Copy out the rows starting with the line with "target | brown wooden panel" and going on through the end of the rows, keeping every line, the requests too, but shift each point coordinate by -17. Give only those lines.

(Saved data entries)
* * * * * * *
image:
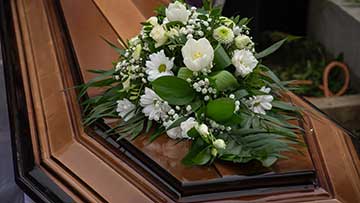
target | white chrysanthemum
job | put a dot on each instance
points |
(219, 144)
(243, 41)
(158, 33)
(187, 125)
(154, 107)
(203, 130)
(126, 109)
(227, 21)
(223, 35)
(244, 62)
(197, 54)
(258, 104)
(181, 131)
(159, 65)
(177, 12)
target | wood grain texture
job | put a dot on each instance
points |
(92, 170)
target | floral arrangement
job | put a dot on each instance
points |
(195, 75)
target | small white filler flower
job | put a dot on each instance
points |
(159, 65)
(154, 107)
(244, 62)
(197, 54)
(177, 12)
(258, 104)
(126, 109)
(223, 35)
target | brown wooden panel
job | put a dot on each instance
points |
(75, 161)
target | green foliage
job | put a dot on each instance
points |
* * * * * * *
**Output:**
target | brown wooden panel
job | put a dot on each instance
points |
(58, 144)
target | green foliage
job | put a dot on each instance
points |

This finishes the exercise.